**Request 1**
Reproduce the portion of the weed eater thread that runs from "i will agree" to "(Aug 12, 2004)".
**Request 2**
According to the Husqvarna manual quoted in the weed eater thread, what mixing ratio should be used for two-stroke oil?
**Request 3**
Write the next part of the weed eater forum thread, starting right after its final line.

++++ Supplied text

# I need a weed eater



## Scott15 (Nov 11, 2004)

What's better. Redmax or echo. I need a new commercial weed eater. which one should I get?


----------



## roperdude91 (Nov 10, 2004)

hello??
you are wasting your money, you dont need commercial stuff, besides that you have a perfectly good homelite unless you screwed that up, that will last fo years, use pennzoil outboard 2 cycle oil, get a measuring thing in the automotive section at walmart and mix it at 3.2 ounces of oil for every gallon of gas
that will work with your poulan blower, your featherlite blower, and your homel.ite trimmer, if it calls for 50:1 then you are still good because thats only .2 ounces more oil than what it says to use, its not going to kill it or harm it, it wont smoke with the pennzoil outboard oil unless you use a whole bottle of it, it doesnt come in the little pre measured bottles
your sparkplugs will look like new for years with pennzoil


----------



## hankster (Jan 1, 1998)

Sorry, I have to disagree here. Never use outboard 2-cycle oil in your air cooled engine. The requirements of an air cooled engine are far different then an outboard motor. These differences in oil are from the huge difference in operating temperature. One oil has an additive for lube at high temp. Yeah yeah, I know some people out there have done it for years, but that don't make it right. Just because their engine is still running, doesn't mean its life hasn't been shortened. And it will void your warranty of any manufacturers air-cooled engine.

Straight out of the Husqvarna manual (you'll find the same statements in all air-cooled L&G equipment manuals):
Two-stroke oil
• For the best results use HUSQVARNA two-stroke oil, which is especially developed for chain saws. Mixing ratio 1:50 (2%).
• Never use two-stroke oil intended for water cooled outboard engines, so-called, outboard oil.
• Never use oil intended for four-stroke engines.

Best bet is to follow the recommedations of the manufacturer. I use a good quality synthetic 2-cycle oil.


----------



## bbnissan (Nov 7, 2004)

I would cough up the money and get an Echo. They make excellent trimmers and they have alot more power than a Red Max in my opinion. The only thing that even compares is a Stihl or Sindawa trimmer.

I also have to agree with hankster about using the outboard 2 cycle oil. If you want proof I can send you a picture of the pile of trimmers, blowers, and chainsaws that were burned up on outboard 2 cycle oil.


----------



## scrench (Dec 8, 2004)

i will agree with both bb and hankster echo 2601 is probally the best trimmer of all and the parts for echo are alot more easy on the wallet


and on the oil ,,, well there is alot to explaine there but to keep it short and sweet ,, an out board engine will never come close to the rpm's that trimmer engines see and the time periods period ...... anyone that uses the pennzoil outboard oil is asking for it , besides pennzoil is the wonder oil i wonder how long my engine will last on it , the heat is caused by not enough lube ,, and over mixing oil will cause as many problems as not enough ,, go with the echo 2601 , or maby a fs 55 stihl trimmer , i dont really care for shindiawa but i kinda got sideways with the rep one time over a warranty deal on a 488 saw lol


----------



## bugman (Aug 12, 2004)

++++++++
++++ Recorded information

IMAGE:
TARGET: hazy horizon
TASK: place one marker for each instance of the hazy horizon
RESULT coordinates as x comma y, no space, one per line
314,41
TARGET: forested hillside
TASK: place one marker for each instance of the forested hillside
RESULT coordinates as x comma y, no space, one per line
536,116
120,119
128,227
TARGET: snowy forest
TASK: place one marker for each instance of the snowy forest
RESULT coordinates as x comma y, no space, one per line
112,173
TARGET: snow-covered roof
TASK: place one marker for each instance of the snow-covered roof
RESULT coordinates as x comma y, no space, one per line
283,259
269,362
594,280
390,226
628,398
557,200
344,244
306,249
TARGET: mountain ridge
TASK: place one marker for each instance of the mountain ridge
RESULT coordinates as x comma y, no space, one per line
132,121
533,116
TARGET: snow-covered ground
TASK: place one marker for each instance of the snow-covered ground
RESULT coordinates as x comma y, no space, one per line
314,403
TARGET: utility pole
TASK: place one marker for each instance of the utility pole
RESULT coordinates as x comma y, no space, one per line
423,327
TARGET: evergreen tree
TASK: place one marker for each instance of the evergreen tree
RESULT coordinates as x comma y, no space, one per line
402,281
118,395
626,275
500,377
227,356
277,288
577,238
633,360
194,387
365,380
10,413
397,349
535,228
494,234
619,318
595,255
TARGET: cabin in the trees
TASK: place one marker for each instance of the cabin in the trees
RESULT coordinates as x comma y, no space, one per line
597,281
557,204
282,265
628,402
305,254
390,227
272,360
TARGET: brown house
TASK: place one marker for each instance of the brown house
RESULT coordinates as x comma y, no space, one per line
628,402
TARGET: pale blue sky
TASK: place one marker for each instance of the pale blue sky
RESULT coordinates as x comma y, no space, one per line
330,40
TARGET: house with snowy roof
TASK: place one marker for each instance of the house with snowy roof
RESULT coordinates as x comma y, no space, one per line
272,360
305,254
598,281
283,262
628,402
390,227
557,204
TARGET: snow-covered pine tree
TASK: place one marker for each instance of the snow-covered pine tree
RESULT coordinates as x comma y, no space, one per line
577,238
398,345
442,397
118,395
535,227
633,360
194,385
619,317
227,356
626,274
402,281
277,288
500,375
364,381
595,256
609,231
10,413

++++++++

**Reply 1**
i will agree with both bb and hankster echo 2601 is probally the best trimmer of all and the parts for echo are alot more easy on the wallet


and on the oil ,,, well there is alot to explaine there but to keep it short and sweet ,, an out board engine will never come close to the rpm's that trimmer engines see and the time periods period ...... anyone that uses the pennzoil outboard oil is asking for it , besides pennzoil is the wonder oil i wonder how long my engine will last on it , the heat is caused by not enough lube ,, and over mixing oil will cause as many problems as not enough ,, go with the echo 2601 , or maby a fs 55 stihl trimmer , i dont really care for shindiawa but i kinda got sideways with the rep one time over a warranty deal on a 488 saw lol


----------



## bugman (Aug 12, 2004)

**Reply 2**
1:50 (2%).

**Reply 3**
yeah and if you want proof of using the right oil but using more oil mixed to gas, doesn't smoke and well it still runs and i've tried to blow it up from using it hard.


----------



## roperdude91 (Nov 10, 2004)

hankster said:


> Sorry, I have to disagree here. Never use outboard 2-cycle oil in your air cooled engine. The requirements of an air cooled engine are far different then an outboard motor. These differences in oil are from the huge difference in operating temperature. One oil has an additive for lube at high temp. Yeah yeah, I know some people out there have done it for years, but that don't make it right. Just because their engine is still running, doesn't mean its life hasn't been shortened. And it will void your warranty of any manufacturers air-cooled engine.
> 
> Straight out of the Husqvarna manual (you'll find the same statements in all air-cooled L&G equipment manuals):
> Two-stroke oil
> ...


its a multipurpose 2 cycle oil for aircooled outboards and outdoor power equipment :tongue: 
i pulled the muffler on my blower this morning and the bore still has the cross hatch on it


----------



## scrench (Dec 8, 2004)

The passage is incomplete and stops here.